__Items__
• • •

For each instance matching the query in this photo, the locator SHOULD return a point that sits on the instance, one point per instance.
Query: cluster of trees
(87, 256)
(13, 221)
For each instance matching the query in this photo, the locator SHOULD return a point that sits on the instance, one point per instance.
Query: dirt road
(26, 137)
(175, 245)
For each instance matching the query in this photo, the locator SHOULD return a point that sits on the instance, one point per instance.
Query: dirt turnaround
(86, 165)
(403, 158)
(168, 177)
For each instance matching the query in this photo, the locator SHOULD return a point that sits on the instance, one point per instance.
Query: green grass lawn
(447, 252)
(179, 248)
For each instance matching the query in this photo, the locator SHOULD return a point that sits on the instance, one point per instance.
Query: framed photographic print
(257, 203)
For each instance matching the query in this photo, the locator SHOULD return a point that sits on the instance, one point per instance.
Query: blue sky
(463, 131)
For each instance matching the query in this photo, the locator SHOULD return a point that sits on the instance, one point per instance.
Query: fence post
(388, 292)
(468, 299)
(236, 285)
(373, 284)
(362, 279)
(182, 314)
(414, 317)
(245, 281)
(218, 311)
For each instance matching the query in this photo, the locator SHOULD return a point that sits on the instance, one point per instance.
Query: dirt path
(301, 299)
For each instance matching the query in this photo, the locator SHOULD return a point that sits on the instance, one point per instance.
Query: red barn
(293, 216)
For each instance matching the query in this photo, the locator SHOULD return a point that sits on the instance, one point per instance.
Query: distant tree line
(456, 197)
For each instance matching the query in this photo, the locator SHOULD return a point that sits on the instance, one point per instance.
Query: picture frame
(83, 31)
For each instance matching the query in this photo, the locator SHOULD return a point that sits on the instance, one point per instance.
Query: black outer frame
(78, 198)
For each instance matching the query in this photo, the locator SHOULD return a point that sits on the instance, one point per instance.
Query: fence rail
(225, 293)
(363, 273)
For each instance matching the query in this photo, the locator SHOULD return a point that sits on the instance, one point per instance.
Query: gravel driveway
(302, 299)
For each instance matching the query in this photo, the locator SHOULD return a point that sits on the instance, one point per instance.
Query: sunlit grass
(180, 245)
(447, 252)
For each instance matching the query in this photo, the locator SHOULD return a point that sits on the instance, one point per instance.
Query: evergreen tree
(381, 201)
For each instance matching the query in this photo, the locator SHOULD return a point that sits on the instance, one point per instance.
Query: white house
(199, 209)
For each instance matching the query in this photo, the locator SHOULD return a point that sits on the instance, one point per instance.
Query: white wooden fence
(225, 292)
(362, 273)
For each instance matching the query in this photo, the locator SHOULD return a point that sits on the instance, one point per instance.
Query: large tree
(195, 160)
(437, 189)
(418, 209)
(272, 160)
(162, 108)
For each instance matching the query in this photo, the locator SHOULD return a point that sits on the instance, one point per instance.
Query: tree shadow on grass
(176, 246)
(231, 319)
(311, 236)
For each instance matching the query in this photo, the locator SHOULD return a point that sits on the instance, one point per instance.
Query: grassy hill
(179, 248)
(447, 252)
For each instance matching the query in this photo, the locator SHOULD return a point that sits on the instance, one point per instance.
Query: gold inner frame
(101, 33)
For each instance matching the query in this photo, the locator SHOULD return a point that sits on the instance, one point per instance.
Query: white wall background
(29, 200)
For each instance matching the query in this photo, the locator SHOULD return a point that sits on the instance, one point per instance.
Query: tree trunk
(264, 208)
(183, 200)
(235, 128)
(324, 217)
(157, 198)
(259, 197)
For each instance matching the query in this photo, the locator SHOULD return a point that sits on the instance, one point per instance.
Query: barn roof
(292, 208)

• • •

__Task to carry out__
All of the data needs to be printed once more, exactly.

__Reply to the task__
For each instance matching the query in this photo, the locator SHOULD return a point that sits on the instance, one point per instance.
Query: cluster of trees
(87, 256)
(13, 221)
For each instance matching the query in this photo, the locator SHOULD return a point that sits on the instance, one point per instance.
Query: dirt road
(26, 137)
(175, 245)
For each instance matching the query in this photo, the locator SHOULD return a point that sits on the instance, one point per instance.
Query: dirt turnaround
(86, 165)
(403, 158)
(168, 177)
For each instance matching the query in this photo, the locator SHOULD return a point that sits on the instance, one point per instance.
Query: green grass lawn
(447, 252)
(179, 248)
For each instance matching the query in this photo, the locator SHOULD return a point that sits on the instance, one point per instance.
Query: framed photographic print
(257, 203)
For each instance matching the query in this photo, the locator SHOULD return a point that sits on the instance, one point per instance.
Query: blue sky
(463, 131)
For each instance matching the query in this photo, the locator SHOULD return a point that sits on the instance, one point per instance.
Query: fence post
(388, 292)
(468, 299)
(236, 285)
(373, 284)
(362, 279)
(182, 314)
(414, 317)
(245, 281)
(218, 311)
For each instance matching the query in this photo, the locator SHOULD return a point that sits on the instance, one point per instance.
Query: dirt path
(301, 299)
For each instance matching the query in this photo, the locator SHOULD return a point that sits on the instance, one point per instance.
Query: red barn
(293, 216)
For each instance matching the query in this photo, the locator SHOULD return a point that sits on the instance, one point per instance.
Query: distant tree line
(456, 197)
For each instance matching the query in this photo, the locator SHOULD return a point that sits on the instance, one point per instance.
Query: picture frame
(83, 31)
For each instance matching the query in this photo, the locator SHOULD return a point that sits on the instance, one point per instance.
Query: black outer frame
(78, 198)
For each instance matching the query in this photo, the locator SHOULD return a point that sits on the instance, one point per instance.
Query: fence rail
(225, 293)
(363, 273)
For each instance matching the query in this photo, the locator SHOULD return a point that sits on the instance, one point per instance.
Query: gravel driveway
(302, 299)
For each instance matching the query in this photo, the locator SHOULD return a point that sits on the instance, one point per instance.
Query: sunlit grass
(180, 245)
(447, 252)
For each instance matching the query in this photo, the locator SHOULD return a point that sits on the instance, one point per instance.
Query: evergreen tree
(381, 201)
For each instance matching the query in this photo, the locator SHOULD return a point that sits on the instance, one point per instance.
Query: white house
(199, 209)
For each instance matching the query in this photo, the locator SHOULD return a point that sits on the instance, one point per instance.
Query: white wooden fence
(225, 292)
(362, 273)
For each instance matching the query in this photo, the locator SHOULD return a point that sits on the instance, one point per instance.
Query: large tree
(195, 160)
(437, 189)
(418, 209)
(272, 160)
(162, 108)
For each instance matching the query in this photo, the locator SHOULD return a point that sits on the instance, one point per instance.
Query: tree shadow on grass
(176, 246)
(231, 319)
(311, 236)
For each instance matching the query in this photo, the locator SHOULD return a point that sits on the instance, one point per instance.
Query: grassy hill
(179, 248)
(447, 252)
For each instance matching the query in this photo, the locator SHOULD return a point that sits on the instance, one point per instance.
Query: gold inner frame
(101, 33)
For each instance matching the query in this photo, the locator SHOULD return a point that sits on the instance, one point per instance.
Query: white wall background
(29, 200)
For each instance matching the query in this photo, the locator SHOULD return a point that sits on the instance, one point per instance.
Query: tree trunk
(264, 208)
(183, 200)
(235, 128)
(324, 217)
(157, 198)
(259, 197)
For each instance matching the query in this photo, the locator SHOULD return a point that sits on the instance, one point per instance.
Query: barn roof
(292, 208)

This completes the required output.